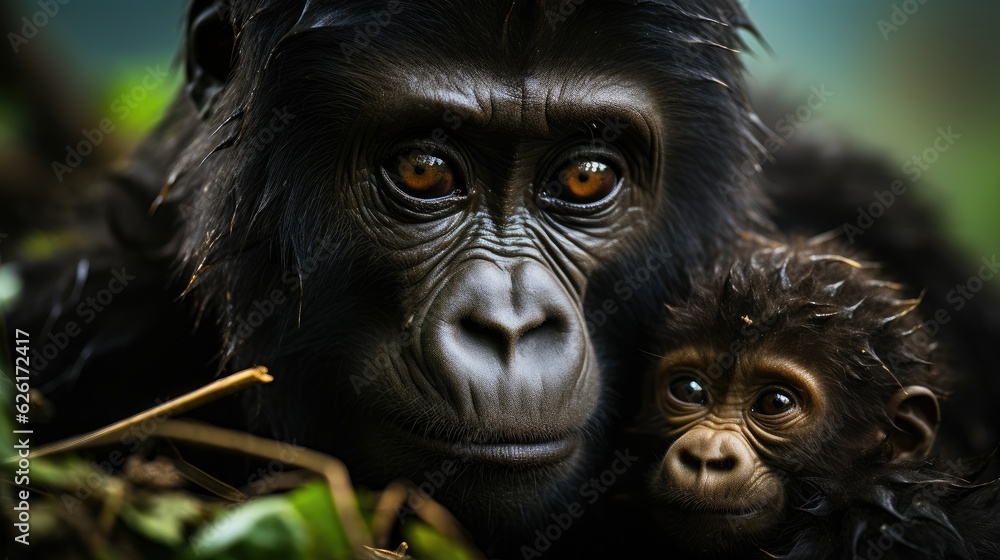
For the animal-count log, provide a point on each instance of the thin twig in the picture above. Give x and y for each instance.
(331, 469)
(208, 393)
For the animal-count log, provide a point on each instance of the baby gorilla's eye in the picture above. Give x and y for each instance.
(774, 402)
(688, 391)
(421, 175)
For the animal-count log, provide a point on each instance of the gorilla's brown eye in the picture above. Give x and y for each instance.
(586, 181)
(774, 402)
(688, 390)
(423, 175)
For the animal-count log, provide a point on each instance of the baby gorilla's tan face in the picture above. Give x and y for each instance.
(714, 481)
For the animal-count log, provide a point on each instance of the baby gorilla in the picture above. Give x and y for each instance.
(798, 400)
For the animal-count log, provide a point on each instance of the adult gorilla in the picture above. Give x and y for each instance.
(435, 224)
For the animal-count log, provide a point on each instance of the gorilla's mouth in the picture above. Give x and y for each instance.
(500, 452)
(515, 454)
(735, 520)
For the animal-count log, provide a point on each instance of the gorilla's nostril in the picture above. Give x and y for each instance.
(690, 460)
(488, 335)
(725, 464)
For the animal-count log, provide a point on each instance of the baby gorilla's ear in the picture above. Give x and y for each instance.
(915, 415)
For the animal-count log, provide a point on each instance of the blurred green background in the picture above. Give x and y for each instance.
(894, 87)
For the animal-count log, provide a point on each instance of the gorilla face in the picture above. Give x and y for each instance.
(434, 244)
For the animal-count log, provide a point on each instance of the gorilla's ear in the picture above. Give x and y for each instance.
(211, 40)
(915, 415)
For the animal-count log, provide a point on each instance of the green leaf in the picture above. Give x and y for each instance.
(315, 504)
(428, 544)
(163, 518)
(263, 529)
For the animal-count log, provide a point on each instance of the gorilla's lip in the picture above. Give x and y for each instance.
(502, 453)
(751, 518)
(515, 454)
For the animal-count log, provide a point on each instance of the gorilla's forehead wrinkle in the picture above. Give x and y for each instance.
(539, 106)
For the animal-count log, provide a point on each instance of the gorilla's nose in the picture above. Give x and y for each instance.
(509, 343)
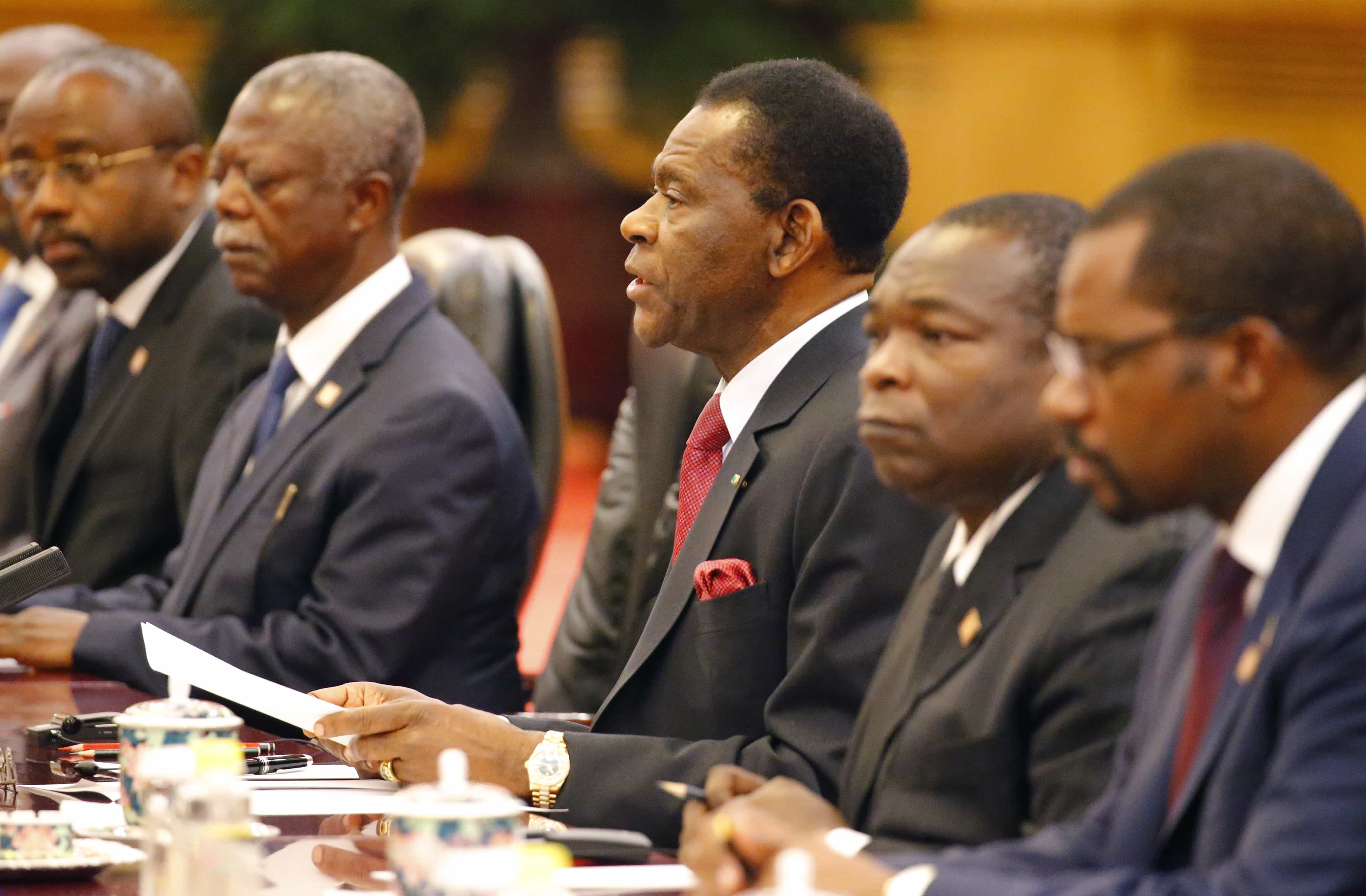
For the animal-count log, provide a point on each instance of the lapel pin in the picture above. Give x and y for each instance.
(328, 395)
(1248, 663)
(970, 627)
(290, 491)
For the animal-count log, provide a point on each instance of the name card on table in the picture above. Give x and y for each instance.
(186, 663)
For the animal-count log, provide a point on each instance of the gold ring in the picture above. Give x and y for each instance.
(723, 827)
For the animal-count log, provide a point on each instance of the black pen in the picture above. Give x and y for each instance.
(682, 791)
(260, 766)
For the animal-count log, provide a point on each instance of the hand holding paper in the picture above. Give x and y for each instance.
(180, 660)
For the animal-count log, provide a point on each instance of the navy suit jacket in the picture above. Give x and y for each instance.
(382, 536)
(1276, 799)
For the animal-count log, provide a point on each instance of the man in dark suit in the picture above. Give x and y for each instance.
(367, 507)
(632, 540)
(107, 179)
(1009, 677)
(790, 559)
(1211, 351)
(43, 328)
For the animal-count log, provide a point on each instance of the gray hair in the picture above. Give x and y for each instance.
(374, 121)
(160, 94)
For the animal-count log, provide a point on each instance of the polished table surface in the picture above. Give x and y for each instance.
(32, 699)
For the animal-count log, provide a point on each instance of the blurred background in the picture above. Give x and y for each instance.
(544, 117)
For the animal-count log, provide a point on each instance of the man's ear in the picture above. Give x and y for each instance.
(1254, 356)
(372, 197)
(189, 167)
(800, 234)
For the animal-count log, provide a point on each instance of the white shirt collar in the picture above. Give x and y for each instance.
(320, 342)
(965, 552)
(745, 391)
(136, 298)
(1259, 530)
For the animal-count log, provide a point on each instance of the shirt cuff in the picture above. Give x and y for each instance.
(846, 842)
(913, 882)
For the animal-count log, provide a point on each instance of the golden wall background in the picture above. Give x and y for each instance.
(1066, 96)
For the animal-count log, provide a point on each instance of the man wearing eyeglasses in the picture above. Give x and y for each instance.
(1211, 351)
(43, 328)
(107, 179)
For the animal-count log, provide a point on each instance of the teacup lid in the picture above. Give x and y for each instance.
(178, 712)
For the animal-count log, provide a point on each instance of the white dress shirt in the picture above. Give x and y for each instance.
(136, 298)
(320, 342)
(40, 283)
(742, 394)
(1254, 539)
(965, 552)
(1259, 529)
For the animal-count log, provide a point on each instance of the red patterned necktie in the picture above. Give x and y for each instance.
(701, 462)
(1218, 633)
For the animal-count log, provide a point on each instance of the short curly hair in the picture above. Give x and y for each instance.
(815, 134)
(1241, 229)
(1047, 225)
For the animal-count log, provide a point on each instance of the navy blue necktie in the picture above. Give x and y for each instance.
(12, 300)
(102, 349)
(279, 377)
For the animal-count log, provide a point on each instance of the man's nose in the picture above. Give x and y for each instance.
(641, 226)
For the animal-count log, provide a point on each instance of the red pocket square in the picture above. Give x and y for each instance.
(718, 578)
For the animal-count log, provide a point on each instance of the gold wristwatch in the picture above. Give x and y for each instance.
(547, 769)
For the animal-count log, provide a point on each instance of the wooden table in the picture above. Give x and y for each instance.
(32, 699)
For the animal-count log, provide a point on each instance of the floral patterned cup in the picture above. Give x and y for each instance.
(164, 723)
(457, 847)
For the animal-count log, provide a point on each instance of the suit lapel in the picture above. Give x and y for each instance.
(794, 387)
(349, 373)
(890, 694)
(1332, 491)
(114, 384)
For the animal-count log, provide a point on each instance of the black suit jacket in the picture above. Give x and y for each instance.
(382, 536)
(771, 677)
(113, 483)
(965, 745)
(633, 529)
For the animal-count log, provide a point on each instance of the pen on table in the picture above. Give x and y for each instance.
(252, 749)
(260, 766)
(682, 791)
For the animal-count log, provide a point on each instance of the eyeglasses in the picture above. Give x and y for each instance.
(21, 177)
(1073, 358)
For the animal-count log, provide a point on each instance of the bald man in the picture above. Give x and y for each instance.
(107, 178)
(365, 510)
(43, 328)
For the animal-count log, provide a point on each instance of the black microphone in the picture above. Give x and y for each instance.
(27, 571)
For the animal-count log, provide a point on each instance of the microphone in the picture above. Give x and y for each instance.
(29, 570)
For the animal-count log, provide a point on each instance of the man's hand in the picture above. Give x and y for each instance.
(354, 868)
(43, 637)
(727, 782)
(739, 851)
(414, 731)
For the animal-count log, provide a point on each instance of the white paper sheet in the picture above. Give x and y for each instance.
(626, 879)
(322, 802)
(180, 660)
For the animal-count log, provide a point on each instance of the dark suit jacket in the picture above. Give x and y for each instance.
(1276, 798)
(771, 677)
(968, 745)
(113, 483)
(401, 555)
(29, 383)
(633, 529)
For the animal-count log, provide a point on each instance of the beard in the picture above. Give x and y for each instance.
(1127, 507)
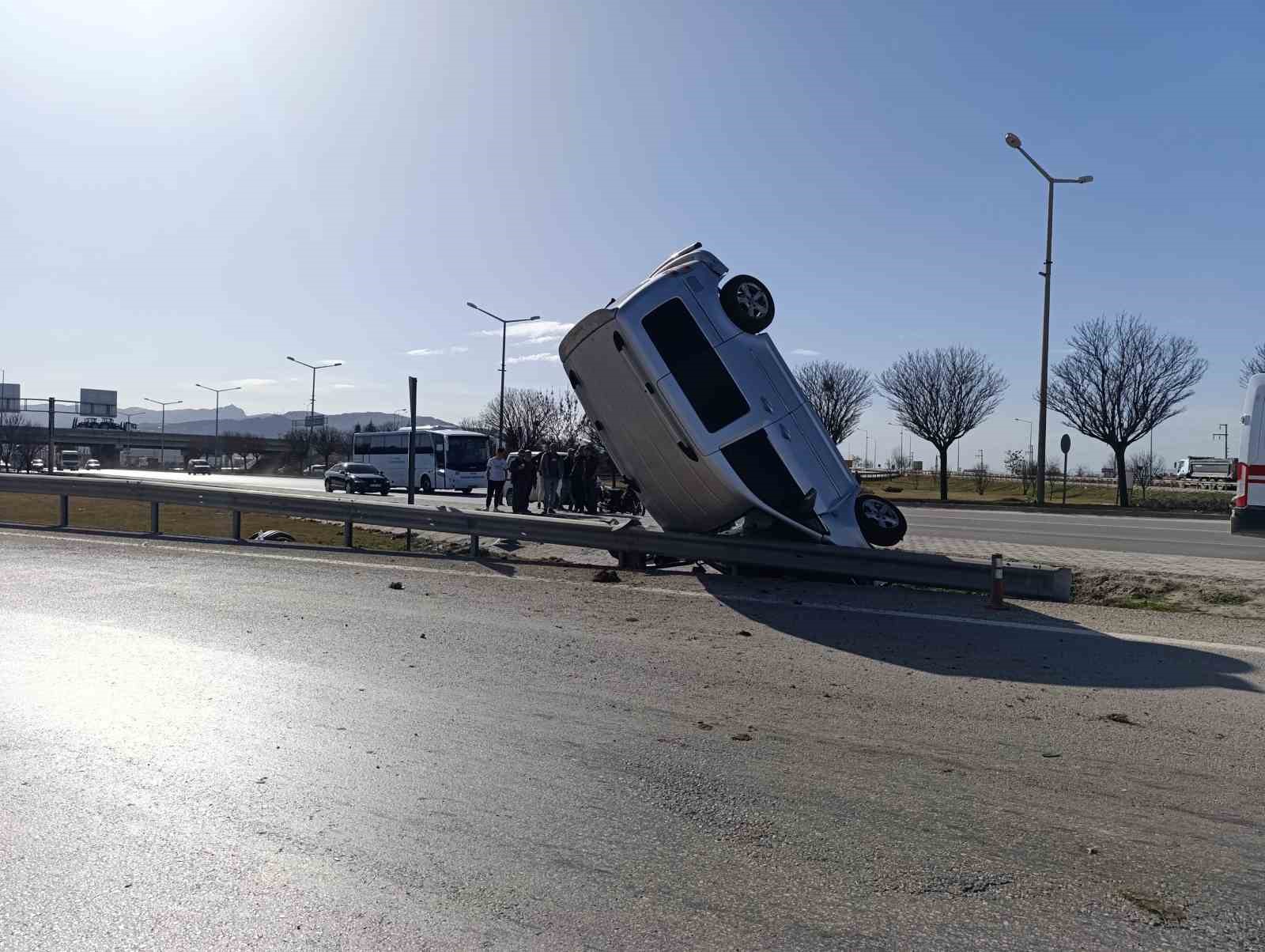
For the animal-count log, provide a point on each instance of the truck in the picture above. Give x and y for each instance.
(1205, 467)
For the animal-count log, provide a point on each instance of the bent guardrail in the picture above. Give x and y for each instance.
(877, 565)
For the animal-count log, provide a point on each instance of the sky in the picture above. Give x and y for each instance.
(193, 191)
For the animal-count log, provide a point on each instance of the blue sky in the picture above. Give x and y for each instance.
(194, 190)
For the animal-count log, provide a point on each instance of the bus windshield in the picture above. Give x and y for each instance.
(467, 452)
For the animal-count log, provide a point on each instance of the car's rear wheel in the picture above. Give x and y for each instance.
(748, 303)
(881, 522)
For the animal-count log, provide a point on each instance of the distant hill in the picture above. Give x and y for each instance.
(265, 425)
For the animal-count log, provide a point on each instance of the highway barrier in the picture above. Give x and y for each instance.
(628, 539)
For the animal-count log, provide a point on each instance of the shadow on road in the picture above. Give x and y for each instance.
(892, 625)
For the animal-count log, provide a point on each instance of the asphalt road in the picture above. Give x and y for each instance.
(206, 747)
(1163, 536)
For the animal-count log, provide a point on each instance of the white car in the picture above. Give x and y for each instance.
(702, 415)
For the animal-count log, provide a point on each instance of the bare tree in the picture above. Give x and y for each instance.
(1123, 380)
(838, 393)
(942, 395)
(1145, 469)
(1252, 364)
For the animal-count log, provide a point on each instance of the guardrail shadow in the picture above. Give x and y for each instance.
(927, 633)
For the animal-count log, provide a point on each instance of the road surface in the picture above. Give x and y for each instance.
(209, 747)
(1164, 536)
(1161, 536)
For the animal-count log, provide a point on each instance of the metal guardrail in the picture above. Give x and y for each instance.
(877, 565)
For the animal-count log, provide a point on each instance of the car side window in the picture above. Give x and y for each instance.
(695, 365)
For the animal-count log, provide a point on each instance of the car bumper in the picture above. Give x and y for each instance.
(1249, 520)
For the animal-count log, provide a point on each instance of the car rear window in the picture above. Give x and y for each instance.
(697, 368)
(762, 469)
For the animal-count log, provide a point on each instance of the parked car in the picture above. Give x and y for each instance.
(704, 418)
(1248, 509)
(357, 478)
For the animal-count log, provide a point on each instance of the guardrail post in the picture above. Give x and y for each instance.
(997, 598)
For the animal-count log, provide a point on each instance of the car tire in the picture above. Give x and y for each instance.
(881, 522)
(748, 303)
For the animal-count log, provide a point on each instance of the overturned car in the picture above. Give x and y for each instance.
(705, 419)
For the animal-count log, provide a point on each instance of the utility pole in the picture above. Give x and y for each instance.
(1224, 433)
(1015, 143)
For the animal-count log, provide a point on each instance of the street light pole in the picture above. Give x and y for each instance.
(505, 324)
(312, 410)
(162, 436)
(223, 390)
(1016, 143)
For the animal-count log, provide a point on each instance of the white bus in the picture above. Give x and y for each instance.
(446, 459)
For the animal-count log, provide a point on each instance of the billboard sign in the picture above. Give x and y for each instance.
(99, 402)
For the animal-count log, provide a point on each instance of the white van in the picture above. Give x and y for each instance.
(1248, 512)
(704, 418)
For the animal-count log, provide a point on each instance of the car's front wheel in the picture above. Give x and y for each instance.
(748, 303)
(881, 522)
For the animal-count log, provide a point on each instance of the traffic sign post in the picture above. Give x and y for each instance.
(1066, 444)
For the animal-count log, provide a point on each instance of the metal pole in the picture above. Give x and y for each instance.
(500, 425)
(1045, 349)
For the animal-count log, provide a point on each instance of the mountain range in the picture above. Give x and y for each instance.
(262, 425)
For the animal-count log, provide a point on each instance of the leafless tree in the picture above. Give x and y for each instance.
(838, 393)
(942, 395)
(1123, 380)
(1252, 364)
(1145, 469)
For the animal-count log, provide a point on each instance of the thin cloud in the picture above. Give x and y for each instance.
(529, 331)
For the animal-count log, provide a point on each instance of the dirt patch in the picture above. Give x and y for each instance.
(1155, 591)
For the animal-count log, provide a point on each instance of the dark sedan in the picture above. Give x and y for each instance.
(356, 478)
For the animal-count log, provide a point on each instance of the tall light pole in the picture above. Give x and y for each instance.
(221, 390)
(128, 427)
(1014, 142)
(162, 437)
(1020, 419)
(312, 409)
(505, 324)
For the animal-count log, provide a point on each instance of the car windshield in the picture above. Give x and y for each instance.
(467, 452)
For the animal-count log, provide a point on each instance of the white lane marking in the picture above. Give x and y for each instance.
(676, 593)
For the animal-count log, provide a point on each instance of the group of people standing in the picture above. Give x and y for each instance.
(567, 482)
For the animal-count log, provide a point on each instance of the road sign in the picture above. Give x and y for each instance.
(99, 402)
(10, 398)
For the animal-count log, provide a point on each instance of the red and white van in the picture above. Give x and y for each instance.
(1248, 514)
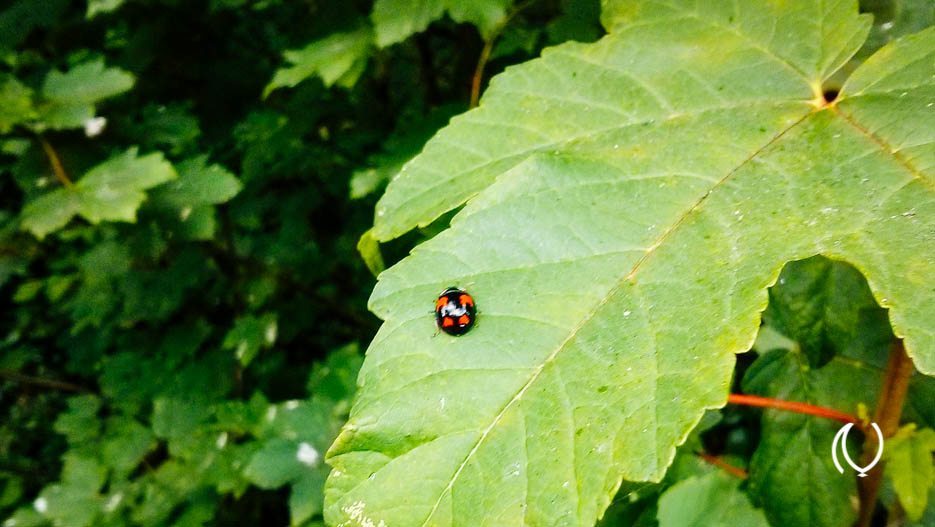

───

▶ **Work request**
Each line from the one containing "the white lane" through the last line of the entries above is to be extracted exactly. Pictures are not part of the copy.

▶ **Solution to the exercise**
For the animal-count log, provide a point on each instance of the white lane marking in the picture above. Give x and y for each instance.
(676, 593)
For the animal-count log, provide a point on each instance of the group of people standing in the picture above. Give x and y for each instance.
(567, 482)
For the animal-count log, provide a point on each instance of the road sign in the picture above. Give x and y for each instance.
(99, 402)
(10, 398)
For the animal-count log, provide a point on each instance of the red and white van in the picture above. Give x and y for each instance.
(1248, 514)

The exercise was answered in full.